PASSAGE section start

Kidney Donation: Finding the Courage to Ask for Help

April 25, 2019, 1:16pm EDT

Kidney patient Cindy Stein, 52, was sick and close to death. The former professional dancer and real estate agent was bedridden and couldn’t pick up her head. Polycystic kidney disease had caused kidney failure.
 
For months, daily peritoneal dialysis kept her alive but gave her no quality of life. She was attached to a dialysis machine for seven hours a day. She was in intense pain and felt drained.  She cried every day. Cindy was on the waiting list for a kidney from a deceased donor. She wasn’t optimistic. Yet, dying on dialysis was still better, she thought, then raising her hand and telling the world her greatest “weakness” – that she needed a kidney.
 
“I didn’t even want to tell people I was sick,” she said. Her husband, her brother-in-law, and dozens of friends, family and strangers, weren’t going to allow that outcome. Neither was another stranger, Cherie Peters, program director of the National Kidney Foundation Serving the Alleghenies. Cindy’s husband, Brian Stein, started researching everything he could and came across a post about THE BIG ASK: THE BIG GIVE, a program at the National Kidney Foundation (NKF) to teach patients how to let their community know they need a kidney from a living donor.

PASSAGE section end
DATASET EXCERPTS section start

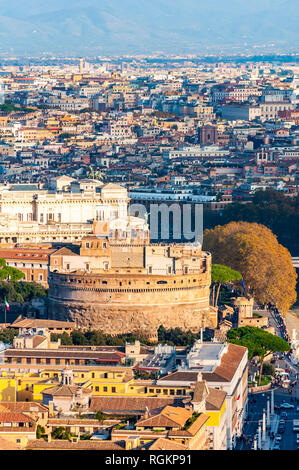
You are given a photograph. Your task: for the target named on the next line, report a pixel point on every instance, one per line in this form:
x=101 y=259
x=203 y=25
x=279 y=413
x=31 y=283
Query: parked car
x=286 y=406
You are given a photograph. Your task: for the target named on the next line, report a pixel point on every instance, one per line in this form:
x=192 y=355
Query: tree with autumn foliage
x=259 y=343
x=253 y=250
x=222 y=275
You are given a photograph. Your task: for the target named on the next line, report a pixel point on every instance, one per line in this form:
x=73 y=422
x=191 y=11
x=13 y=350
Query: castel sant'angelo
x=122 y=283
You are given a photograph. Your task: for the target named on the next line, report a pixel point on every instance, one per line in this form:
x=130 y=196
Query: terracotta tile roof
x=167 y=444
x=65 y=391
x=181 y=376
x=8 y=445
x=37 y=340
x=133 y=405
x=14 y=417
x=80 y=445
x=26 y=254
x=98 y=356
x=229 y=363
x=201 y=391
x=24 y=406
x=193 y=429
x=40 y=323
x=170 y=416
x=215 y=399
x=73 y=422
x=223 y=373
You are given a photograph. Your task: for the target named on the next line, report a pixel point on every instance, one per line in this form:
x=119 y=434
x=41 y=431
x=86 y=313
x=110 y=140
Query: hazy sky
x=112 y=26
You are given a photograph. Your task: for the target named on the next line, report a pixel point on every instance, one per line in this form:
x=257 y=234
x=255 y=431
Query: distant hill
x=143 y=26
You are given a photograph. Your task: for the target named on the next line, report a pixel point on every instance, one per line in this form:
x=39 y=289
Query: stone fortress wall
x=129 y=299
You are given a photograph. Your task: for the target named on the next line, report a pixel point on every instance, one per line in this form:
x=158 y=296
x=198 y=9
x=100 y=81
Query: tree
x=254 y=251
x=259 y=343
x=100 y=416
x=220 y=275
x=7 y=272
x=7 y=335
x=40 y=431
x=268 y=369
x=270 y=208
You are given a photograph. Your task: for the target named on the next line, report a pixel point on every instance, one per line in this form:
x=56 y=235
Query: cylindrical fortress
x=124 y=303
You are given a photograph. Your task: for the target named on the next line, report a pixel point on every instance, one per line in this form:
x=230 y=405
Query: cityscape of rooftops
x=149 y=228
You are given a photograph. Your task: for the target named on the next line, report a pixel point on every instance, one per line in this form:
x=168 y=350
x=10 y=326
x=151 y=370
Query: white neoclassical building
x=64 y=212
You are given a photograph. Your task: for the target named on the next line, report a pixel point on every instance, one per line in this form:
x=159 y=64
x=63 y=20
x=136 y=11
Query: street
x=257 y=402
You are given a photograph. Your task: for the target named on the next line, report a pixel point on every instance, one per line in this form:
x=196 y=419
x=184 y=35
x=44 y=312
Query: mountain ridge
x=131 y=26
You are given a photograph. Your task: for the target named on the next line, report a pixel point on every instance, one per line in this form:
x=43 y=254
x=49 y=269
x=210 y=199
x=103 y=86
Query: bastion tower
x=116 y=281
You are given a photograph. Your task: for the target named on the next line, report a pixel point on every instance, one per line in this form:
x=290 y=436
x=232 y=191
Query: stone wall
x=126 y=303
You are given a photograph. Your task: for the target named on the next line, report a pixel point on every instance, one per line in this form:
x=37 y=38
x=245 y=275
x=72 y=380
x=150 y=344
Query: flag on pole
x=6 y=304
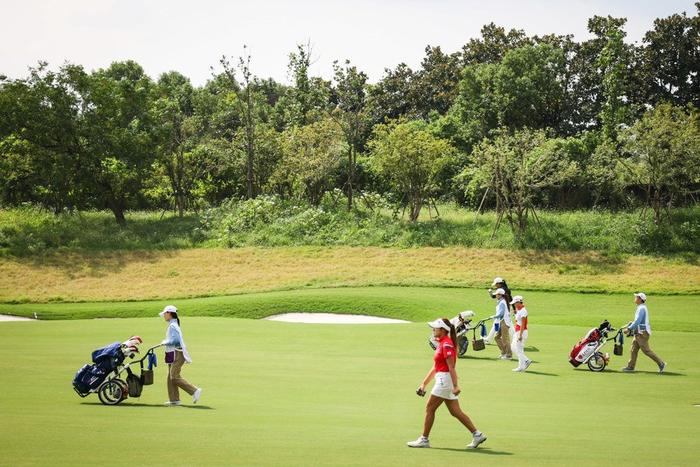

DATASET EXCERPTS section end

Can you carry the kidney donation article about Cindy Stein forward from its final sentence?

#### ANSWER FOR THIS EXERCISE
Overcoming fear was the first hurdle

Still, Cindy didn’t want to let anyone know her condition. “I was so hesitant,” she said. “How would I begin to ask someone to donate a body part to me? Besides, I knew how to persevere through anything, on my own.” Her family tried to convince her for weeks to learn about the program to no avail, until one day her husband said something that triggered her change of mind.
 
He asked her: “Don’t you want a future with me?”  That did it for Cindy. She gave her husband the go-ahead to learn more about THE BIG ASK: THE BIG GIVE. The NKF program is just a couple of years old and includes direct patient and caregiver support, access to online communities, an advocacy campaign, and a multi-media public awareness campaign. All the resources are free. Brian Stein reached out to NKF Serving the Alleghenies and to Cherie Peters.
 
 

The Steins let their friends and family know

Within a few weeks, the Steins held a “Kidney for Cindy” event. About 130 people from their community came and listened to Peters’ emotional presentation about living kidney donation. Cindy’s neighbor, also a kidney patient who had leaned on Cindy over the years, gave a speech that moved everyone to tears. “I know that Cindy won’t ask you to give her a kidney, but I will,” her neighbor told the crowd. “She saved my life, now you can save hers.”
 
Ten people signed up that night to get tested as potential donors. For various medical reasons, one by one, nearly all dropped from the list. Cindy began to accept that she might die from the disease after all.

 

Good news within months

The family gathered at Thanksgiving to surprise her. Her brother-in-law, Dr. Jonathan Stein, turned out to be a match, and was cleared to give his kidney to his brother’s wife. In December, Dr. Stein gave Cindy a kidney.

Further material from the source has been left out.